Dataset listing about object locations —
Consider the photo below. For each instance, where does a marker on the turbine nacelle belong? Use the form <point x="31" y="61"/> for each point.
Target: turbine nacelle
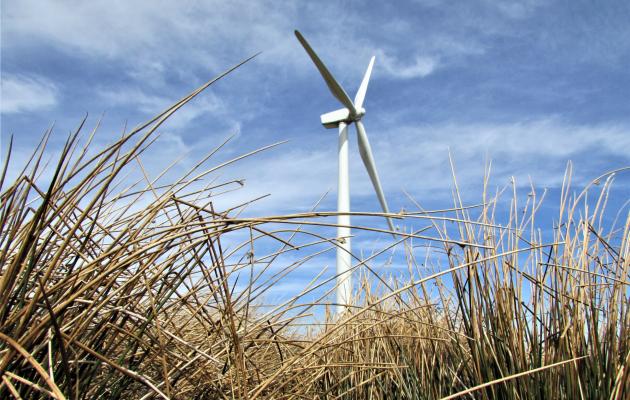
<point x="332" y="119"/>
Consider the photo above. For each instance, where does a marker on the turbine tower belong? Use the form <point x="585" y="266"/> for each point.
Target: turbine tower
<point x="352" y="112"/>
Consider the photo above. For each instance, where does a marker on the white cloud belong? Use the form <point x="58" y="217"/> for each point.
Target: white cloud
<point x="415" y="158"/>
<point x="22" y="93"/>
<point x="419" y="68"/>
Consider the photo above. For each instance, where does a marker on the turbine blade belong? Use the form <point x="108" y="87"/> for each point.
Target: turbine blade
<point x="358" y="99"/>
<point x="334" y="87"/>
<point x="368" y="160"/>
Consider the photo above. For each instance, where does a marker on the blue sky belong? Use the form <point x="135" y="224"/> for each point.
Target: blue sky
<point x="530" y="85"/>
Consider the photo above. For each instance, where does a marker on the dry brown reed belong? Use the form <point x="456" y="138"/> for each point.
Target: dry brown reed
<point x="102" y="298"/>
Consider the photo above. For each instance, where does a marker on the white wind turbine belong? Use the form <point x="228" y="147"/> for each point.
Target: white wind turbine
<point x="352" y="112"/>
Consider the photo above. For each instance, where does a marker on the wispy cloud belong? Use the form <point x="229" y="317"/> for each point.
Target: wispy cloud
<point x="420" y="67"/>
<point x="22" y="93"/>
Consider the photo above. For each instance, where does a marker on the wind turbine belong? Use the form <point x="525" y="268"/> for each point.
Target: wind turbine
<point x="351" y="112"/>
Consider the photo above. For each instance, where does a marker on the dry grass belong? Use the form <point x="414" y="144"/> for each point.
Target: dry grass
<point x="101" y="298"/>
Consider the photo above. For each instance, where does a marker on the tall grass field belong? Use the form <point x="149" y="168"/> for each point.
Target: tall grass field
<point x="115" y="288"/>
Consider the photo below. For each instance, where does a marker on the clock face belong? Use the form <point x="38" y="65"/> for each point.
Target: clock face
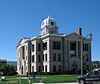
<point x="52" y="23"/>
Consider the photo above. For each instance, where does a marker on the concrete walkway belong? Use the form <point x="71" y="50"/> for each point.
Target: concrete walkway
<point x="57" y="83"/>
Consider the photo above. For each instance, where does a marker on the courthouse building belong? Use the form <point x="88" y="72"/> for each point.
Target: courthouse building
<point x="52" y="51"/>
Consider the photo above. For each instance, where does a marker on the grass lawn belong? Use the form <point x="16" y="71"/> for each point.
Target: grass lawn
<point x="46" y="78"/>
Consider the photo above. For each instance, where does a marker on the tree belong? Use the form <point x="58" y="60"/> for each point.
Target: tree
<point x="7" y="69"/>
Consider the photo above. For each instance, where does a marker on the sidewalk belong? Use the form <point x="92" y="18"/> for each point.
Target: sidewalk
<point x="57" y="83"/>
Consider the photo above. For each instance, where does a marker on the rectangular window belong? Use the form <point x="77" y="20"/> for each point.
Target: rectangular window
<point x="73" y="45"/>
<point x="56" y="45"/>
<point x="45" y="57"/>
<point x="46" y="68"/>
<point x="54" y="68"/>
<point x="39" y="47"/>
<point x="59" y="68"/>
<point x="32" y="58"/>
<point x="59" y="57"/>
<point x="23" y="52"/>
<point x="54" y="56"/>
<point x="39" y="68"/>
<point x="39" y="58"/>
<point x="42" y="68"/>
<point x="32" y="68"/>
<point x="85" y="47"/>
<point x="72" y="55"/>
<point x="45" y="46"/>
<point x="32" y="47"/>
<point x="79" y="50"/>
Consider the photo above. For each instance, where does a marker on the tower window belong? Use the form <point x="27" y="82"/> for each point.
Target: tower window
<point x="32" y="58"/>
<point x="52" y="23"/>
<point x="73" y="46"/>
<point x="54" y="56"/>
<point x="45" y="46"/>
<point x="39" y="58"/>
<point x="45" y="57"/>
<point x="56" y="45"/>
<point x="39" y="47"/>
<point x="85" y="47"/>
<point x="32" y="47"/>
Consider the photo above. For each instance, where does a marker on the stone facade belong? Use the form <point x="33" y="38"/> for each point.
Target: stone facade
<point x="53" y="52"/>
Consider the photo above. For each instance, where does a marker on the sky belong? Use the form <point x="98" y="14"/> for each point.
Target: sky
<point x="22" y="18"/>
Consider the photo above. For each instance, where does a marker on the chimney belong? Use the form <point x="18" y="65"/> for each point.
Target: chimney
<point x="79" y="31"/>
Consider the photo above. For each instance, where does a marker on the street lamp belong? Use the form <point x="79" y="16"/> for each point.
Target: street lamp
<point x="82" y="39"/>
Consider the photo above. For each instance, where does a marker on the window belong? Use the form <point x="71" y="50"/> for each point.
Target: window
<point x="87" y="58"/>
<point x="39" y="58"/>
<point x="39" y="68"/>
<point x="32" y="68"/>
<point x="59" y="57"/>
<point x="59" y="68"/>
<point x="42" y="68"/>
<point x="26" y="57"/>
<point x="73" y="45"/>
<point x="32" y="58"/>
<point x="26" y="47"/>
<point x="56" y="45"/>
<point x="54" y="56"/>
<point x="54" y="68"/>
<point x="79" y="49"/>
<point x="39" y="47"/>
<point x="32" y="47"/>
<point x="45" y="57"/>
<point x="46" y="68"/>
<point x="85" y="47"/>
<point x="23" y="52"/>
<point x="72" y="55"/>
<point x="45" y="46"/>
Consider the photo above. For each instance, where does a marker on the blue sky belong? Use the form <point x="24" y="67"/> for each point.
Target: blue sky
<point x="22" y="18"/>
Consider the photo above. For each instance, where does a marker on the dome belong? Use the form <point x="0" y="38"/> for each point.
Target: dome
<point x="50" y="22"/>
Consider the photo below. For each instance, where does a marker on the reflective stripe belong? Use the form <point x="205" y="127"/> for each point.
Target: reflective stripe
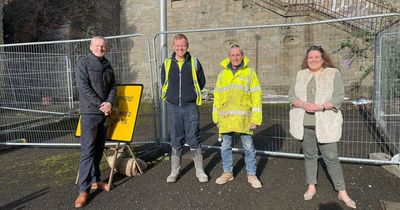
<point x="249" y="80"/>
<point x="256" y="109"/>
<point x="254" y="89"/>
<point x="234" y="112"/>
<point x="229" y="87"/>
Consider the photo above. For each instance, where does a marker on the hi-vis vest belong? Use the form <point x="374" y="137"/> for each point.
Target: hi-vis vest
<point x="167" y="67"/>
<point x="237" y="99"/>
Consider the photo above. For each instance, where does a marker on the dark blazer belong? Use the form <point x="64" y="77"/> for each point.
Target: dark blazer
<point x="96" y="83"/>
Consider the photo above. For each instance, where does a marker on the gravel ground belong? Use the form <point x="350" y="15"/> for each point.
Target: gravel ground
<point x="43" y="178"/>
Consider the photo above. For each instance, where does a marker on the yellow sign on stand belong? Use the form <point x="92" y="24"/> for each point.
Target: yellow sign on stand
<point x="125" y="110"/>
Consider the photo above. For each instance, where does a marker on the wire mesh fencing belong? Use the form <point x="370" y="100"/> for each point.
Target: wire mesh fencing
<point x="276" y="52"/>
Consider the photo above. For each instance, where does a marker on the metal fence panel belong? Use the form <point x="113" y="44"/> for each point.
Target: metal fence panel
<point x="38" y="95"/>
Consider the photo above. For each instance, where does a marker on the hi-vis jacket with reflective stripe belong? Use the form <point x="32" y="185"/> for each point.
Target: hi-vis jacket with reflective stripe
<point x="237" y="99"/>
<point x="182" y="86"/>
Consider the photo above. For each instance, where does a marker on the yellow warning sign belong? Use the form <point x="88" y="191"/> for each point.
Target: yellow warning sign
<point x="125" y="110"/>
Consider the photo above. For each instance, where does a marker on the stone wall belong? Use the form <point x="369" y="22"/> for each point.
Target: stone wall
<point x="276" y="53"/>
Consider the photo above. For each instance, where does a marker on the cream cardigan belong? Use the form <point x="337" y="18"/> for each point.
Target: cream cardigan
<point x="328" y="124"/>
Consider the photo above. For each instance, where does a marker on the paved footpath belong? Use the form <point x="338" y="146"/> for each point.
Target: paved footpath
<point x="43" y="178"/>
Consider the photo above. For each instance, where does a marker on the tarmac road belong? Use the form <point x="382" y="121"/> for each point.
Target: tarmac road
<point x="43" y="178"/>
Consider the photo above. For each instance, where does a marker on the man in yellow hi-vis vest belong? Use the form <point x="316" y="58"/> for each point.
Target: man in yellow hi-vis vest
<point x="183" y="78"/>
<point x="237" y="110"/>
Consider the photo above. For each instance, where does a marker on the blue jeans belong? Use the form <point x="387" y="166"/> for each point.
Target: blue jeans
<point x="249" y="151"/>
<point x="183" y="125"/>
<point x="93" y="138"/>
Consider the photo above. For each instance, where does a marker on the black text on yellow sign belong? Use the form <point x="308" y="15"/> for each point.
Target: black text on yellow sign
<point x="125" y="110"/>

Work to complete —
Rewrite the listing starting at the line that contains "on the paved" and ending at the end of the listing, substituting "asphalt road" for "tarmac road" and leaving everything else unchanged.

Full response —
Consider the photo above. For each instance, where does a marker on the paved footpath belong? Use the form <point x="338" y="146"/> for each point.
Target: paved footpath
<point x="43" y="178"/>
Consider the photo above. For each instance, where does a marker on the asphalt road belong? Use the form <point x="382" y="121"/> for each point.
Target: asphalt road
<point x="43" y="178"/>
Consider the photo above. For each instance, where does a marker on the man in yellow hi-vis vest belong? Use the form <point x="316" y="58"/> for each point.
Target: man in yellow hi-vis vest
<point x="183" y="78"/>
<point x="237" y="110"/>
Consider the photo above. For each instance, where does a marker on the blue jeans belong? Use the form <point x="387" y="166"/> for each point.
Target: blue jeans
<point x="249" y="151"/>
<point x="183" y="125"/>
<point x="93" y="138"/>
Consider the photo above. For each instance, where does a marker on the black text on yellow sign belong? Use the form <point x="308" y="15"/> for each point.
Target: black text on yellow sign
<point x="125" y="110"/>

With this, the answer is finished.